Zadanie do wykonania:
Przepisz dokładnie wiersze z poniższych danych, od wiersza zawierającego „Target: lamp shadow on wall” aż do końca danych, włącznie z pierwszym i ostatnim.
---
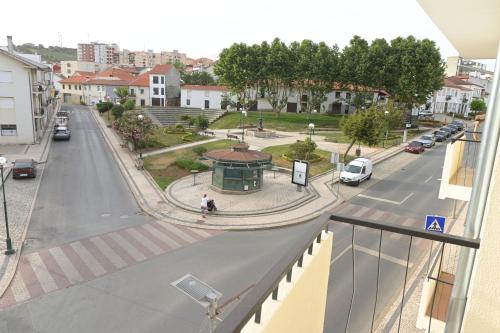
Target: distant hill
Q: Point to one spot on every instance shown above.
(50, 54)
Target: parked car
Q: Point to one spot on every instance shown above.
(24, 168)
(415, 147)
(357, 171)
(446, 130)
(427, 140)
(62, 133)
(439, 136)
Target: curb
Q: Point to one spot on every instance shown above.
(12, 266)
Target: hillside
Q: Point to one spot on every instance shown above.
(50, 54)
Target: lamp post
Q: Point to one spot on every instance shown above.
(386, 113)
(311, 129)
(141, 121)
(9, 250)
(243, 116)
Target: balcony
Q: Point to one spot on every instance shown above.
(459, 166)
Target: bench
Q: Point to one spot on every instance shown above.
(139, 164)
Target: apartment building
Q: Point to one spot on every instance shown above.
(26, 96)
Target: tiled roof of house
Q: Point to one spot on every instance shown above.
(141, 81)
(161, 69)
(200, 87)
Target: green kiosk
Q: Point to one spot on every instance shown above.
(238, 170)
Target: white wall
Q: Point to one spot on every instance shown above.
(16, 101)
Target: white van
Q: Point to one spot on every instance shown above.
(356, 171)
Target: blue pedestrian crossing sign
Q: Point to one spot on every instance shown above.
(435, 223)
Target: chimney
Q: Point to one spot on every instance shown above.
(10, 45)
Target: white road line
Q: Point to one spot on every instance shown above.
(66, 265)
(108, 252)
(89, 260)
(160, 235)
(340, 254)
(129, 248)
(19, 289)
(383, 256)
(42, 273)
(386, 200)
(144, 241)
(177, 232)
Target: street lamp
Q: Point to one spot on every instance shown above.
(9, 250)
(243, 116)
(141, 119)
(311, 130)
(386, 113)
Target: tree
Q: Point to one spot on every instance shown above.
(364, 127)
(132, 129)
(122, 93)
(477, 105)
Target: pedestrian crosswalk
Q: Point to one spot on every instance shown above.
(60, 267)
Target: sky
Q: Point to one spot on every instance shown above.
(203, 28)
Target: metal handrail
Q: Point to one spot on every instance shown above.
(252, 302)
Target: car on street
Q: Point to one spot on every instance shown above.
(415, 147)
(439, 136)
(357, 171)
(24, 168)
(446, 130)
(427, 140)
(62, 133)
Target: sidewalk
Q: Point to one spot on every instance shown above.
(157, 204)
(20, 197)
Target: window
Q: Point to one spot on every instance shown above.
(5, 76)
(6, 102)
(8, 130)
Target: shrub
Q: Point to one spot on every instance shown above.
(188, 164)
(117, 111)
(129, 104)
(199, 150)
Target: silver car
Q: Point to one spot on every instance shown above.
(427, 140)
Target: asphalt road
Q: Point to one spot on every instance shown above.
(412, 192)
(82, 192)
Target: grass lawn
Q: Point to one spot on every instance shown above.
(161, 167)
(315, 168)
(290, 122)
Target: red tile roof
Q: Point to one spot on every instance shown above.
(200, 87)
(141, 81)
(161, 69)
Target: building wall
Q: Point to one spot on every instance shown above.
(301, 304)
(482, 313)
(16, 101)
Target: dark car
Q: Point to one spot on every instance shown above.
(24, 168)
(446, 130)
(62, 133)
(415, 147)
(439, 136)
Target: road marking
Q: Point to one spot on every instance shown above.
(383, 256)
(66, 265)
(42, 273)
(386, 200)
(340, 254)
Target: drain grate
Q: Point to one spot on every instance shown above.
(196, 289)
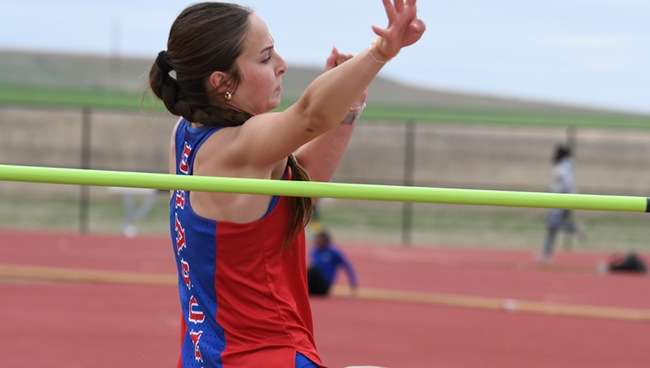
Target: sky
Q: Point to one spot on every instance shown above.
(584, 52)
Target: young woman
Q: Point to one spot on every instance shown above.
(241, 258)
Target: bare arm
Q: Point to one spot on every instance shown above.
(268, 138)
(321, 156)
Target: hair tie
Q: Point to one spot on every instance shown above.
(163, 62)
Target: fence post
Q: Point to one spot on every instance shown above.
(84, 195)
(408, 180)
(571, 138)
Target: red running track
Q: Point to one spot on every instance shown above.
(54, 324)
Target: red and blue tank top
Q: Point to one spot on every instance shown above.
(243, 296)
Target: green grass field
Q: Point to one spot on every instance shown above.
(11, 95)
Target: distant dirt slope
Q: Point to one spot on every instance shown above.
(101, 72)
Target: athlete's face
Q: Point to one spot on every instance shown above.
(261, 70)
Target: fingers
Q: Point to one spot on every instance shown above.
(418, 26)
(399, 5)
(343, 58)
(331, 60)
(380, 31)
(390, 11)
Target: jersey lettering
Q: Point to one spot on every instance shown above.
(180, 236)
(180, 199)
(196, 339)
(195, 316)
(186, 274)
(184, 166)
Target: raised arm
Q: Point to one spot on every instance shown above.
(327, 100)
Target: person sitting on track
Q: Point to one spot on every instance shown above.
(325, 261)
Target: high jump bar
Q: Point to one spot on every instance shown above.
(371, 192)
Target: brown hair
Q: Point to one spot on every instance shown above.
(205, 38)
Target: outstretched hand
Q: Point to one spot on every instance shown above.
(404, 28)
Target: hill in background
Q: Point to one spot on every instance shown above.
(72, 71)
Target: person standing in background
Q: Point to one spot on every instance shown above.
(561, 220)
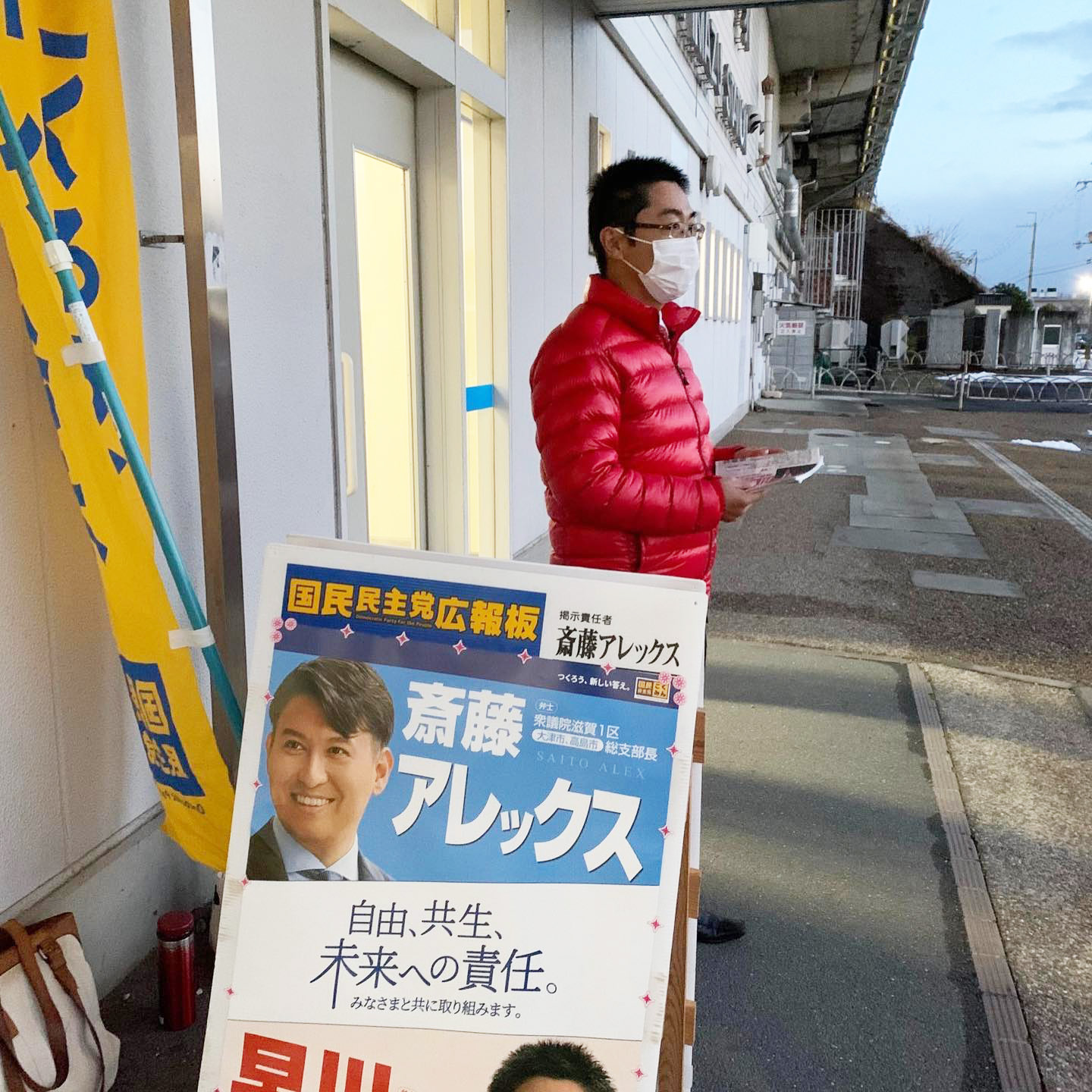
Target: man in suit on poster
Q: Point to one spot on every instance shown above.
(328, 754)
(551, 1066)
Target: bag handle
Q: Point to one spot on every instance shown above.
(55, 1027)
(54, 955)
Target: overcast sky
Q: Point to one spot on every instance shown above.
(995, 124)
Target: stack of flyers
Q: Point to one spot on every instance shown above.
(764, 469)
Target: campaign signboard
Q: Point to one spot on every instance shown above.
(458, 827)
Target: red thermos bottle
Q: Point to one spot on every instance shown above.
(177, 980)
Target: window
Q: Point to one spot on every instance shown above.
(387, 320)
(604, 148)
(730, 305)
(481, 149)
(441, 14)
(737, 310)
(699, 295)
(598, 146)
(722, 293)
(712, 282)
(482, 31)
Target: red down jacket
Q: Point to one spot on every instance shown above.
(623, 437)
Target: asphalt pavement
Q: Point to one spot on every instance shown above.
(789, 571)
(932, 538)
(821, 830)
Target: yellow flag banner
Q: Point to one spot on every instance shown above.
(60, 77)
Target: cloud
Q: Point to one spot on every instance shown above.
(1062, 141)
(1075, 99)
(1075, 39)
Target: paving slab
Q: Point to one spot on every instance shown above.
(893, 487)
(940, 460)
(930, 524)
(910, 541)
(967, 585)
(940, 510)
(779, 431)
(1022, 754)
(1027, 510)
(819, 828)
(970, 434)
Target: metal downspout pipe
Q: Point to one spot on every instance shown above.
(792, 221)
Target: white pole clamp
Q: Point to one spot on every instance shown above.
(83, 353)
(191, 638)
(58, 256)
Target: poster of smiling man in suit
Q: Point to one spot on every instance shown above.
(327, 756)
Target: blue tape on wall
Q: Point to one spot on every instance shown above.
(479, 397)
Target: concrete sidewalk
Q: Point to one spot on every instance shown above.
(821, 828)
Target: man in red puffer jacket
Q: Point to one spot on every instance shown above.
(622, 426)
(620, 423)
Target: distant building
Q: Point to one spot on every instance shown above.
(908, 278)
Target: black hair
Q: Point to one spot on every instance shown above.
(353, 698)
(618, 193)
(561, 1062)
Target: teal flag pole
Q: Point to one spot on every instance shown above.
(102, 376)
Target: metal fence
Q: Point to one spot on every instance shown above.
(959, 384)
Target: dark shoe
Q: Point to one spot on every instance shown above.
(719, 930)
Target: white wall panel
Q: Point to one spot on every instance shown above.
(528, 275)
(563, 60)
(33, 843)
(273, 215)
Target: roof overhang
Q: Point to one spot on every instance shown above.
(843, 66)
(616, 8)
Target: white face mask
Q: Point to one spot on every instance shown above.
(674, 268)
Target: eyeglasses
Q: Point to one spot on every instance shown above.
(692, 231)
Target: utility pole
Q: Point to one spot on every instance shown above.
(1031, 277)
(1031, 265)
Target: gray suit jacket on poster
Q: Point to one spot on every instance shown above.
(265, 861)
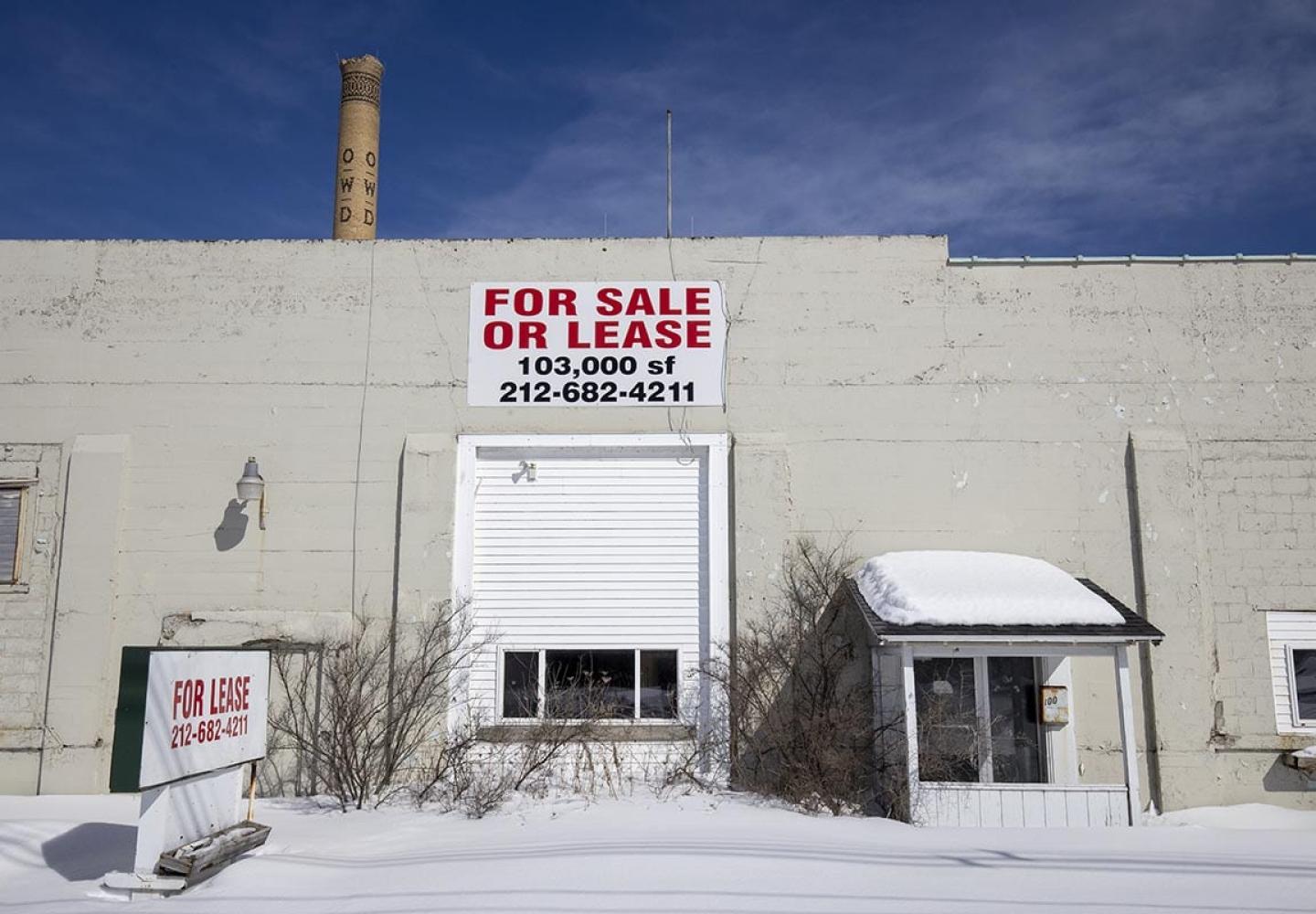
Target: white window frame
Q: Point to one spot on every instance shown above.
(18, 581)
(612, 722)
(716, 447)
(982, 699)
(1291, 669)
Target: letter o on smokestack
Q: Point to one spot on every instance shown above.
(356, 186)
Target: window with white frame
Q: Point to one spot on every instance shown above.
(573, 684)
(978, 719)
(1291, 635)
(1301, 683)
(11, 531)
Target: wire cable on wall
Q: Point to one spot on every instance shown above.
(361, 429)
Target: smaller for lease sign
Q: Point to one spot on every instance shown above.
(185, 713)
(597, 344)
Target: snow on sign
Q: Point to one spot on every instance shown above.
(187, 711)
(597, 344)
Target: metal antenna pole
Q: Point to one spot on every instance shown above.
(669, 173)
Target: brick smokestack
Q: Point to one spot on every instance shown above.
(356, 184)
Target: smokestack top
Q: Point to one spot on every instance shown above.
(361, 80)
(356, 181)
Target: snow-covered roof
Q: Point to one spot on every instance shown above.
(949, 588)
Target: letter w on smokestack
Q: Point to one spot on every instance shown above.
(356, 185)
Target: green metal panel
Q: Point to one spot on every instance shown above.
(125, 759)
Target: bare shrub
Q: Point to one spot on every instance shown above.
(380, 701)
(799, 695)
(478, 767)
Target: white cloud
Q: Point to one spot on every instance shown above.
(1037, 133)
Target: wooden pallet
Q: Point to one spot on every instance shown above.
(206, 856)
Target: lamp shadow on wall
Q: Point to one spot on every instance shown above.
(233, 526)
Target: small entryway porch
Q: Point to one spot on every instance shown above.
(978, 718)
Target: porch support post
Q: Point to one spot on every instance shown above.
(911, 728)
(1124, 696)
---
Odpowiedź na zadanie:
Target: lamp shadow on wall
Q: Point to one spot on every instance shown above.
(233, 526)
Target: small entryway porch
Q: Point to one spot on every instance shown above.
(978, 718)
Target: porch support post
Q: Point to one spot on every instance shown above.
(911, 728)
(1124, 696)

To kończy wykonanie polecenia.